Tasks.
A – In the Nature Notes text, about how long ago did continental breakup separate land masses?
B – Please repeat the Nature Notes text word for word between "Five million years" and "and conserved water.", inclusive.

Supplied text.
☆ ☆ ☆

Nature Notes

Vol. II September-October, 1985 No. 7


Time deepens our understanding and appreciation of the world around us. Just as we can envision a rich pageant of humans at Mount Rainier, from the earliest Native Americans to the first Europeans and finally to the present day visitor, so too can plants open up a window on the past. Although few fossils occur within the park, evidence from nearby areas gives us a tale of change and continuity.

The hot springs of Longmire and Ohanapecosh offer not only a glimpse of the "good old days" but a look at one of the earliest types of life on this planet, dating back to over three billion years ago. Unlike nearly all other creatures, including ourselves, blue-green algae lack a nucleus in their cells. Only much later did a bacteria probably enter an algal cell to eventually form a mutually beneficial relationship. In return for food, bacteria became the nucleus that now stores genetic information and directs many of the cell's activities. The more competitive green algae have now banished the blue-greens to marginal habitats such as hot springs where hot water, low oxygen and high ultraviolet radiation more nearly resemble early conditions for life on earth.

Horsetails represent some of the earliest land plants that inhabited the earth three hundred million years ago. At that time some individuals towered over a hundred feet high! These primeval trees eventually gave way to the conifers that bore needles and seeds.

The first flowering plants resembled modern day willows and lived along stream margins in a semi-arid area. They soon diversified into nearby water, some descendents being known as spatterdock.

Such primitive plants as anemones and buttercups occur world-wide because they originated before continental breakup separated land masses about eighty million years ago. By the Eocene, fifty million years ago, a mild subtropical climate favored such trees as sassafrass and pawpaw. A rise in temperature fluctuations fifteen million years ago resulted in a forest of maple, cherry and other broadleafed trees, stretching across much of America and eastern Asia.

Rising mountains and increasing drought cut this connection. The resulting isolation led to the evolution of different "twin" species, different plants that probably arose from the same ancestor. Consequently, one type of beargrass and goatsbeard grow here and different ones can be found in the Appalacians far to the east.

Only after such a separation did a second wave of plants migrate from eastern Asia, such as the ancestor of our skunk cabbage.

Five million years ago, cool ocean currents and perhaps a decrease in the tilt of the earth gave rise to a dominance of conifers. Unlike the broadleafed trees, the needle bearers survived the cool, dry summers because year long needles caught enough sunlight and conserved water.

Ice age cooling and the rise of Mount Rainier a million or so years ago, allowed a third wave from Asia to settle here. These tundra plants could survive the harsh conditions above timberline. Isolation of Mount Rainier from other volcanoes resulted over time in new species found only on the mountain's slopes, like the Mount Rainier lousewort.

☆ ☆ ☆

Records provided.
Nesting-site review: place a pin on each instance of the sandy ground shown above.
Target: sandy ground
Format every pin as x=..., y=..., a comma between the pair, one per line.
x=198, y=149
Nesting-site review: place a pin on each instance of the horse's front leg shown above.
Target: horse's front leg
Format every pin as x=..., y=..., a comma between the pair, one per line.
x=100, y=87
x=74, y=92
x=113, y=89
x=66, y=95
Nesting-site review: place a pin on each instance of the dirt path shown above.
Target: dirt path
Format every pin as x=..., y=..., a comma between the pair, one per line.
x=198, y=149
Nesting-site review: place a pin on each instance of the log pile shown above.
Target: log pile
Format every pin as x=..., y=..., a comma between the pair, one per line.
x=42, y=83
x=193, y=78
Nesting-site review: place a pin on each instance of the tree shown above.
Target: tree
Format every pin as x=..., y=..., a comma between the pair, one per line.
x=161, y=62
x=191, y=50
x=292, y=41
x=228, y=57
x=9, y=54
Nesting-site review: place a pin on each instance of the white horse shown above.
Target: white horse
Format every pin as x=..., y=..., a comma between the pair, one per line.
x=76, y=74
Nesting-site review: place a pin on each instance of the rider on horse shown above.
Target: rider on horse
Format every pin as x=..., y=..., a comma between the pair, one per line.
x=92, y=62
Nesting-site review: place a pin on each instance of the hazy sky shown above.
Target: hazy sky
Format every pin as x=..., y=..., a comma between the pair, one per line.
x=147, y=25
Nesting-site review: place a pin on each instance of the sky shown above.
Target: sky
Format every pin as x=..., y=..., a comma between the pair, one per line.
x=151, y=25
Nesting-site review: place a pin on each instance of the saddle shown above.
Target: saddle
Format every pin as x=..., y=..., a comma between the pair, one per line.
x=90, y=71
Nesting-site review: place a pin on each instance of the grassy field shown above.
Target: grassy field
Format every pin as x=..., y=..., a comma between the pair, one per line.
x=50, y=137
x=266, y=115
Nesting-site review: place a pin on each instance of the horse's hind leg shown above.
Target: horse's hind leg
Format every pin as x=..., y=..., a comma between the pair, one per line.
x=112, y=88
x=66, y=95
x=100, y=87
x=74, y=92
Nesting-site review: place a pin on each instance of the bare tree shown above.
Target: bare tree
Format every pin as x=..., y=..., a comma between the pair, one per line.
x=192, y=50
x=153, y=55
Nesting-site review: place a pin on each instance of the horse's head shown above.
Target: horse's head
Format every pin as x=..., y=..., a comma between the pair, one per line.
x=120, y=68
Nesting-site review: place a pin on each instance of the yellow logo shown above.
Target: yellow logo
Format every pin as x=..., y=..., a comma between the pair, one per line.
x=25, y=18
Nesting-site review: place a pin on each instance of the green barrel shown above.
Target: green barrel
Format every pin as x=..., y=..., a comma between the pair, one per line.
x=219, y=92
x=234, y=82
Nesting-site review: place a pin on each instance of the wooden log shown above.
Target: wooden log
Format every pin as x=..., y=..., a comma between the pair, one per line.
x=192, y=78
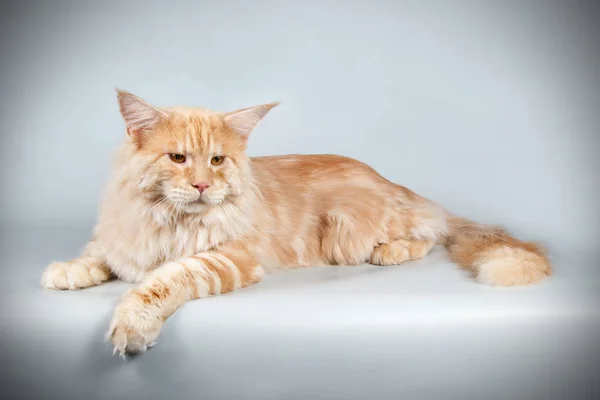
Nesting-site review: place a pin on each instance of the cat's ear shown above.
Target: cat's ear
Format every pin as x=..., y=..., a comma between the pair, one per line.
x=139, y=115
x=245, y=120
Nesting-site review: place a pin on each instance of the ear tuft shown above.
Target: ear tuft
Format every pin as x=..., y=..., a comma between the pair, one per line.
x=139, y=115
x=245, y=120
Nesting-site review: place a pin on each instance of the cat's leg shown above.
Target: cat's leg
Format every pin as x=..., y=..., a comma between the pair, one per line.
x=141, y=313
x=401, y=250
x=88, y=270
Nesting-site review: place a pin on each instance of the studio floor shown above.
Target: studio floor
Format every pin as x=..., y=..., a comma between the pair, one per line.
x=417, y=331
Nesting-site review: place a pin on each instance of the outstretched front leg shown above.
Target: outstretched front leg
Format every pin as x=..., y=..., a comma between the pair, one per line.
x=141, y=313
x=401, y=250
x=85, y=271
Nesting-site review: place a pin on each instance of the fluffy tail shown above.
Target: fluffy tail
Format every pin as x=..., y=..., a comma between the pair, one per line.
x=494, y=256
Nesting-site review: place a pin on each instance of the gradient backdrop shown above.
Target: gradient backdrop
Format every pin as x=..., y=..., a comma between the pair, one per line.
x=489, y=107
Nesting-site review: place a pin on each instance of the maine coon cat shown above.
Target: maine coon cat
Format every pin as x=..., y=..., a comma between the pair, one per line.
x=187, y=215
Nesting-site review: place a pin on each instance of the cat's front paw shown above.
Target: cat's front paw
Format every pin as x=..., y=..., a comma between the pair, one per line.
x=76, y=274
x=134, y=327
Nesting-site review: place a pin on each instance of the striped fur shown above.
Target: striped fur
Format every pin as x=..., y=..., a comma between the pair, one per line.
x=156, y=228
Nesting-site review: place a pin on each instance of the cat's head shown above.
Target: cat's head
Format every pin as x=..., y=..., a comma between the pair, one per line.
x=188, y=158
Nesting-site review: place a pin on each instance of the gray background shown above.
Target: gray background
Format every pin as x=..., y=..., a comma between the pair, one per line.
x=490, y=108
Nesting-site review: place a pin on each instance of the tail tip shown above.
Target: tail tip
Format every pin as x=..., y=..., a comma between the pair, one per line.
x=512, y=267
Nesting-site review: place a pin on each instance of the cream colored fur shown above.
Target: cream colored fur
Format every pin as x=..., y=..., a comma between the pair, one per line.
x=185, y=225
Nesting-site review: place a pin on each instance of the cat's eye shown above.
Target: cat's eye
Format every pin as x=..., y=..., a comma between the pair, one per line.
x=217, y=160
x=177, y=158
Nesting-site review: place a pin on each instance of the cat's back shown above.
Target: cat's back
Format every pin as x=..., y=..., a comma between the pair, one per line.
x=311, y=168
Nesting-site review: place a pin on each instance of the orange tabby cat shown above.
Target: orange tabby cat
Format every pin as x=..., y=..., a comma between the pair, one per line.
x=189, y=215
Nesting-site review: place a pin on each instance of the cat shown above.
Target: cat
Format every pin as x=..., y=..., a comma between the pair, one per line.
x=187, y=214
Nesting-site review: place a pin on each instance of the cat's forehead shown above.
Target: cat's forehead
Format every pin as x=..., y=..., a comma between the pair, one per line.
x=194, y=130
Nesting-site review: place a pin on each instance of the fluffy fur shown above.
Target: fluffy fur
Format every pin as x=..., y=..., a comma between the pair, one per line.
x=191, y=229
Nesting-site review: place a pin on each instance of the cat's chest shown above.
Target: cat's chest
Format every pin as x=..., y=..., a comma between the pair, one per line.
x=136, y=250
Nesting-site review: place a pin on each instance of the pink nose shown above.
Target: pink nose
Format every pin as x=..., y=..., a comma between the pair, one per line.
x=201, y=186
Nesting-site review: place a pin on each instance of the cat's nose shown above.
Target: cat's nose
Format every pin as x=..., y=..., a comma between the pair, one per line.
x=201, y=186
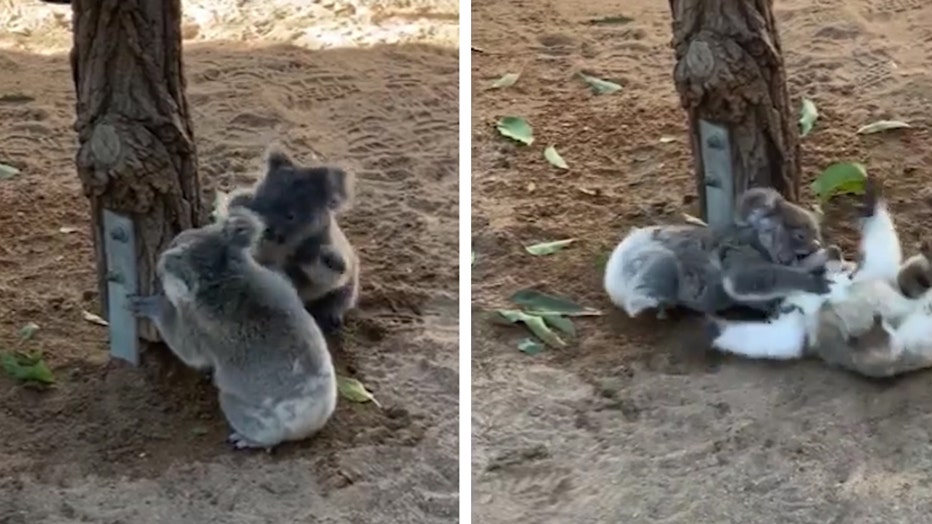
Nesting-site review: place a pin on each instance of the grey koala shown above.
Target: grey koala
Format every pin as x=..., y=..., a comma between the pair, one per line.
x=866, y=324
x=221, y=310
x=771, y=248
x=302, y=238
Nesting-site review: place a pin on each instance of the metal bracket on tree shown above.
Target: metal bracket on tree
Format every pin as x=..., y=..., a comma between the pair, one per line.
x=120, y=247
x=718, y=174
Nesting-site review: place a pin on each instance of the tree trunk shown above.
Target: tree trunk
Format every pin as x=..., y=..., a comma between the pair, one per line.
x=729, y=71
x=136, y=151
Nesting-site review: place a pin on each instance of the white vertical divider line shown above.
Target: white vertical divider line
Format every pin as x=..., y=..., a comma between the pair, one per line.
x=465, y=275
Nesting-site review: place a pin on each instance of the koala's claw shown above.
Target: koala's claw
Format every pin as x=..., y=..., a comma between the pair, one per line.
x=330, y=324
x=143, y=306
x=712, y=328
x=240, y=442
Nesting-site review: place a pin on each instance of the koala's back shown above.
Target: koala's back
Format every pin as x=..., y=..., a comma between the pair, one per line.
x=266, y=344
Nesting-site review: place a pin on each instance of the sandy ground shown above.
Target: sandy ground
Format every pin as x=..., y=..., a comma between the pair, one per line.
x=116, y=445
x=637, y=422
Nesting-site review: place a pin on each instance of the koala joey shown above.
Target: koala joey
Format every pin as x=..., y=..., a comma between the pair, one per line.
x=864, y=324
x=221, y=310
x=773, y=246
x=302, y=237
x=915, y=275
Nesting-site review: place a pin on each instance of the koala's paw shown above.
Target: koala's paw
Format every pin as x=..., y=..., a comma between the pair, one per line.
x=144, y=306
x=821, y=284
x=240, y=442
x=333, y=261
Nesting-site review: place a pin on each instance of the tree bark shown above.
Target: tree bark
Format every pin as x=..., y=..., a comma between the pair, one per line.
x=136, y=151
x=730, y=71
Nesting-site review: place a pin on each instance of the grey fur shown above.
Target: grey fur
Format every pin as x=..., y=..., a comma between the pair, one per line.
x=865, y=324
x=221, y=310
x=772, y=248
x=303, y=238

☆ ☆ ☆

Answers provided.
A – About eighty million years ago.

B –
Five million years ago, cool ocean currents and perhaps a decrease in the tilt of the earth gave rise to a dominance of conifers. Unlike the broadleafed trees, the needle bearers survived the cool, dry summers because year long needles caught enough sunlight and conserved water.